Entries from a dataset:

========

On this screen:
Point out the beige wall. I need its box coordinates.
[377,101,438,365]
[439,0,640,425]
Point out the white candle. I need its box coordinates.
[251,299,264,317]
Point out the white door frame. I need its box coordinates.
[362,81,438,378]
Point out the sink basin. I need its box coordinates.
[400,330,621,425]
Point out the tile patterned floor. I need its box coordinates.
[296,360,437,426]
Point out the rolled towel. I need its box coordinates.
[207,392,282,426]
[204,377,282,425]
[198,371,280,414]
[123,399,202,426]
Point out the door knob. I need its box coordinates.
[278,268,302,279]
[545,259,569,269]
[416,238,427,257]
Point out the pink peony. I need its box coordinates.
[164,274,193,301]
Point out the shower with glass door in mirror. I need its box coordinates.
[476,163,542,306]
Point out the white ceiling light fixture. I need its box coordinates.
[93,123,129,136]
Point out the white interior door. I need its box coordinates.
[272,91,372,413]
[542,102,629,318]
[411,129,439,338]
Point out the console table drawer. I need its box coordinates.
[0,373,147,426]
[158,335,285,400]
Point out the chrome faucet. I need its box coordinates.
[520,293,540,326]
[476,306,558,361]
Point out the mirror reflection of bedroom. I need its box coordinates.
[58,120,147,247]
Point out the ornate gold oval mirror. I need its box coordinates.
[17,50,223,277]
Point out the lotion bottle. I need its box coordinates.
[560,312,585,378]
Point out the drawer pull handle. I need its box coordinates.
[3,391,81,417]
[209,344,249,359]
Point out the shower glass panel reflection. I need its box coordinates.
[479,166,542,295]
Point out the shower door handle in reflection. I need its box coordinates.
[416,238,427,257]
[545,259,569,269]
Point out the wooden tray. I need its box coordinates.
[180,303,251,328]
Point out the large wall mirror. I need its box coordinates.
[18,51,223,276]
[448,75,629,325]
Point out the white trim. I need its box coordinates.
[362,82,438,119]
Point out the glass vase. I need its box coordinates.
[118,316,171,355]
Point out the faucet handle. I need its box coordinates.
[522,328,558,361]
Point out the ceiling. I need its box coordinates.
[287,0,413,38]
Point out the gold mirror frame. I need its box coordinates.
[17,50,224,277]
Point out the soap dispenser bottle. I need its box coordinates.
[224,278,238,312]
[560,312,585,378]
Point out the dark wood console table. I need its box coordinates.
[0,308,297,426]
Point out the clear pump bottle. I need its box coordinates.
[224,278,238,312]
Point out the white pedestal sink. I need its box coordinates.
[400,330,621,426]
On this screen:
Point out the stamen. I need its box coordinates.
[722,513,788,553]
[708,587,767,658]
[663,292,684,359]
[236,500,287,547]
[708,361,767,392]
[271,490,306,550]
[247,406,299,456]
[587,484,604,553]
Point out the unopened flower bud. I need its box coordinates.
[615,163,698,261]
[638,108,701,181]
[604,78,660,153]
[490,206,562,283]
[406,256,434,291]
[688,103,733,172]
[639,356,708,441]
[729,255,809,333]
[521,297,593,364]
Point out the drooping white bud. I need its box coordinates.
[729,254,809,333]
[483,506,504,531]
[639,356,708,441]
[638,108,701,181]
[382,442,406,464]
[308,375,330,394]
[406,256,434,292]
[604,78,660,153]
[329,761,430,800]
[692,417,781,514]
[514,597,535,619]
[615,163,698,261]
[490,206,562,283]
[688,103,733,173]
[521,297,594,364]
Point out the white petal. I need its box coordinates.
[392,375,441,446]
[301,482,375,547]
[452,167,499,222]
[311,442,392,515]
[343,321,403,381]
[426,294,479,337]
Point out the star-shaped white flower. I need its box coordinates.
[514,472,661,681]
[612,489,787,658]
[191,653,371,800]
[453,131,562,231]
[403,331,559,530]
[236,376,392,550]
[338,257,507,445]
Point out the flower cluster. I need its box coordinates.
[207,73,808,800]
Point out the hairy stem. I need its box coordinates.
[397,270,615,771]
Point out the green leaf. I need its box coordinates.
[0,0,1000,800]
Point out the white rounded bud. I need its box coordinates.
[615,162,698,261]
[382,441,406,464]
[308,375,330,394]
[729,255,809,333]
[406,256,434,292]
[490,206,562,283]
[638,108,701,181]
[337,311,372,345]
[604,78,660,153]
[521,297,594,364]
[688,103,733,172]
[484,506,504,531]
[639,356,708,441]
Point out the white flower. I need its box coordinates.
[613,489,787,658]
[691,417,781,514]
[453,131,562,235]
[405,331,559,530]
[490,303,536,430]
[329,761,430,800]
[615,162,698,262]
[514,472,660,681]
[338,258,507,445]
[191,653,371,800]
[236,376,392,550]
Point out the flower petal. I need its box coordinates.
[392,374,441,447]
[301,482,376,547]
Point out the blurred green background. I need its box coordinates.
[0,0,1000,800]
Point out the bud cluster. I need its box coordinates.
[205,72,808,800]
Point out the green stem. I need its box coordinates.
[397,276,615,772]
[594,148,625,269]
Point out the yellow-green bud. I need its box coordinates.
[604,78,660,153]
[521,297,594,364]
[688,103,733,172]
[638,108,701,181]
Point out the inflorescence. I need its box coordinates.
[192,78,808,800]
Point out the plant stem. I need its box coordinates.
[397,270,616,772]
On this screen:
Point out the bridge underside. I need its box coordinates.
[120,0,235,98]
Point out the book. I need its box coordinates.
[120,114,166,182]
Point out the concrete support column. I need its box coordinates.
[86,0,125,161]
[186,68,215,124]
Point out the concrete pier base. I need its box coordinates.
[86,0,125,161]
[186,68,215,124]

========

▶ Request
Swap every "Point out" in the data above for "Locate" and give all the lines again, leaving everything else as it is.

▶ Answer below
On this screen:
Locate the beige wall. I need its box coordinates.
[377,101,438,365]
[439,0,640,425]
Locate the white candle. I need its box coordinates.
[251,299,264,317]
Locate the white door frame. I need its box coordinates.
[362,81,438,378]
Locate the sink basin. I need its box coordinates.
[400,330,621,425]
Locate the tile patterned floor. I need its box coordinates.
[296,360,437,426]
Locate the rolled towel. I need its box coordinates.
[207,392,282,426]
[204,377,282,425]
[198,371,280,414]
[123,399,202,426]
Locate the door knob. I need its box coordinates.
[278,268,302,279]
[545,259,569,269]
[416,238,427,257]
Locate the pink peony. I need its box coordinates.
[164,274,193,301]
Locate the shower with glass door in mirror. I need its box coordinates.
[476,163,542,306]
Locate the white ceiling light fixture. I need its box coordinates.
[93,123,129,136]
Locate the white interior door. I need its box coordinates.
[272,91,372,413]
[542,102,629,318]
[411,129,439,338]
Locate the console table drawer. I need its box coordinates.
[0,373,147,426]
[158,335,285,400]
Locate the chrome faucet. I need its box coordinates.
[520,293,540,326]
[476,306,558,361]
Locate the mirror reflection of bedroom. I need its box coordinates.
[58,120,147,247]
Locate the ornate gold oval mirror. I need its box coordinates.
[17,50,223,277]
Locate the lotion bottle. I need its box coordinates.
[560,312,585,378]
Locate the drawer pull handle. I need its box coordinates.
[3,391,81,417]
[209,344,249,359]
Locate the shower glass panel reflection. I need its box coordinates.
[479,166,542,295]
Locate the shower door handle in reflection. I need its box coordinates.
[416,238,427,257]
[545,259,569,269]
Locate the wooden tray. I need its box coordinates.
[180,303,251,328]
Locate the large wall mirror. I need its box coordinates.
[18,51,223,276]
[448,75,629,325]
Locate the white trim. I need its box coordinates.
[362,82,438,119]
Locate the glass vase. I need its box coordinates.
[118,316,171,355]
Locate the faucet handle. I need its box coordinates.
[522,328,558,361]
Locate the ceiling. I need its box coordinates.
[287,0,413,38]
Locate the gold mirror frame. I need its box coordinates.
[17,50,224,277]
Locate the soap dispenser bottle. I need its box coordinates.
[224,278,238,312]
[560,312,585,378]
Locate the dark wood console table. I need its box coordinates.
[0,308,297,426]
Locate the clear pump bottle. I need its box coordinates.
[224,278,238,312]
Locate the white pedestal sink. I need its box coordinates.
[400,330,621,426]
On this screen:
Locate the stamen. I need its box coordinates.
[722,513,788,553]
[708,587,767,658]
[663,292,684,359]
[236,500,287,547]
[708,361,767,392]
[271,490,306,550]
[247,406,299,456]
[587,484,604,553]
Locate the unopened flower bud. I need its box coordinates.
[615,163,698,261]
[638,108,701,181]
[604,78,660,153]
[490,206,562,283]
[406,256,434,291]
[688,103,733,172]
[639,356,708,441]
[729,255,809,333]
[521,297,593,364]
Locate the drooping white bud. I need its box coordinates.
[729,254,809,333]
[483,506,504,531]
[639,356,708,441]
[638,108,701,181]
[382,442,406,464]
[308,375,330,394]
[406,256,434,292]
[604,78,660,153]
[329,761,430,800]
[692,417,781,514]
[514,597,535,619]
[615,163,698,261]
[490,206,562,283]
[688,103,733,173]
[521,297,594,364]
Locate the white petal. I need its box coordinates.
[392,375,441,446]
[301,482,375,547]
[452,167,499,222]
[311,442,392,515]
[343,321,403,381]
[426,294,479,337]
Locate the star-shaped white flower. I need its box coordinates.
[514,472,661,681]
[612,489,787,658]
[191,653,371,800]
[453,131,562,231]
[403,331,559,530]
[236,376,392,550]
[338,257,507,445]
Locate the flower cluster. I need its box coordinates.
[207,73,808,800]
Locate the hairy stem. I need its box coordinates.
[397,270,615,771]
Locate the green leaf. I need its box coordinates.
[0,0,1000,800]
Locate the white rounded bud. I need its box coordinates.
[615,162,698,261]
[382,441,406,464]
[308,375,330,394]
[729,255,809,333]
[406,256,434,292]
[490,206,562,283]
[638,108,701,181]
[337,311,372,345]
[604,78,660,153]
[521,297,594,364]
[688,103,733,172]
[484,506,504,531]
[639,356,708,441]
Locate the white flower. I need its box coordinates.
[613,489,787,658]
[691,417,781,514]
[453,131,562,235]
[405,331,559,530]
[490,303,536,430]
[329,761,430,800]
[615,162,698,262]
[514,472,660,681]
[338,258,507,445]
[191,653,371,800]
[236,376,392,550]
Locate the flower petal. I need its box coordinates.
[392,374,441,447]
[301,482,376,547]
Locate the blurred green background. I need its box coordinates.
[0,0,1000,800]
Locate the bud cluster. I need its box coordinates.
[205,72,808,800]
Locate the green stem. I need its box coordinates.
[397,276,615,772]
[594,148,625,269]
Locate the yellow-green bud. I need its box coordinates.
[604,78,660,153]
[521,297,594,364]
[688,103,733,172]
[638,108,701,181]
Locate the inflorescence. I need its box coordinates.
[192,78,808,800]
Locate the plant stem. I need its box coordinates.
[397,270,616,772]
On this screen:
Locate the bridge underside. I need its box coordinates.
[120,0,235,98]
Locate the book. I need its box coordinates.
[120,114,166,182]
Locate the concrete support column. I need its box coordinates.
[86,0,125,161]
[186,68,215,124]
Locate the concrete pier base. I need its box coordinates.
[86,0,125,161]
[186,68,215,124]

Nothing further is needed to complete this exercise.